**** Records supplied ****
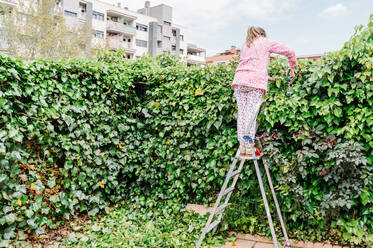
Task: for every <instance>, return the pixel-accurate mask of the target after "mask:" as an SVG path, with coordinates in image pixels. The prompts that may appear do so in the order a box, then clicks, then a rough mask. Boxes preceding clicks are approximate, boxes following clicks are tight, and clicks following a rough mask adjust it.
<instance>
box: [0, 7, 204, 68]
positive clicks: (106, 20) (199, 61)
mask: <svg viewBox="0 0 373 248" xmlns="http://www.w3.org/2000/svg"><path fill="white" fill-rule="evenodd" d="M25 1H37V0H25ZM1 2H6V3H9V2H14V1H13V0H0V3H1ZM56 7H57V8H58V9H59V10H61V11H63V15H64V18H65V21H66V23H67V24H68V25H69V26H74V25H80V24H82V23H85V22H88V23H89V25H90V26H91V27H92V29H93V36H94V37H93V40H92V44H93V45H94V46H98V47H100V46H104V45H106V44H107V45H108V46H109V47H110V48H111V49H119V48H124V49H125V51H126V56H127V58H128V59H136V58H139V57H141V56H142V55H143V54H145V53H148V52H149V53H150V55H151V56H153V57H156V56H157V55H160V54H162V53H164V52H170V53H171V54H174V55H178V56H182V57H183V58H184V59H186V61H187V62H188V64H205V58H206V55H205V54H206V51H205V49H202V48H198V47H197V46H196V45H193V44H188V34H187V33H188V29H187V28H186V27H184V26H182V25H179V24H176V23H174V21H173V9H172V7H171V6H168V5H165V4H160V5H157V6H153V7H152V6H151V5H150V2H149V1H146V2H145V5H144V8H142V9H139V10H137V11H132V10H129V9H128V8H126V7H124V6H122V5H121V4H120V3H118V4H117V5H112V4H109V3H107V2H104V1H101V0H58V1H57V6H56Z"/></svg>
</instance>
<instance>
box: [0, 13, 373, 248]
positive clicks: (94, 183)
****
Work request:
Nothing in the entries above should change when they are printed again, except that the pictures are dropped.

Expected answer:
Task: for every <instance>, return the pixel-accurate mask of the target after "mask:" as an SVG path, with coordinates in image pixels. The prompts that may appear do so in the order a box, then clicks, then a rough mask. Boxes preceding clicks are approximate, boxes following clicks are tight, and clicks following a rough mask adjust it.
<instance>
box: [0, 7, 204, 68]
positive clicks: (106, 20) (199, 61)
mask: <svg viewBox="0 0 373 248" xmlns="http://www.w3.org/2000/svg"><path fill="white" fill-rule="evenodd" d="M25 1H37V0H25ZM1 2H6V3H9V2H14V1H13V0H0V3H1ZM56 7H57V8H58V9H59V10H61V11H63V15H64V18H65V21H66V23H67V24H68V25H69V26H74V25H80V24H82V23H85V22H88V23H89V25H90V26H91V27H92V29H93V36H94V37H93V40H92V44H93V45H94V46H98V47H100V46H104V45H106V44H107V45H108V46H109V47H110V48H111V49H119V48H124V49H125V51H126V56H127V58H128V59H136V58H139V57H141V56H142V55H143V54H145V53H148V52H149V53H150V55H151V56H153V57H156V56H157V55H160V54H162V53H164V52H170V53H171V54H174V55H178V56H182V57H183V58H184V59H186V61H187V62H188V64H205V58H206V55H205V54H206V51H205V49H202V48H198V47H197V46H196V45H193V44H188V34H187V33H188V29H187V28H186V27H184V26H182V25H179V24H176V23H174V21H173V9H172V7H171V6H168V5H165V4H160V5H157V6H153V7H152V6H151V5H150V2H149V1H146V2H145V5H144V8H142V9H139V10H137V11H132V10H129V9H128V8H126V7H124V6H122V5H121V4H120V3H118V4H117V5H112V4H109V3H107V2H104V1H101V0H58V1H57V6H56Z"/></svg>
</instance>
<instance>
box: [0, 13, 373, 248]
positive clicks: (94, 183)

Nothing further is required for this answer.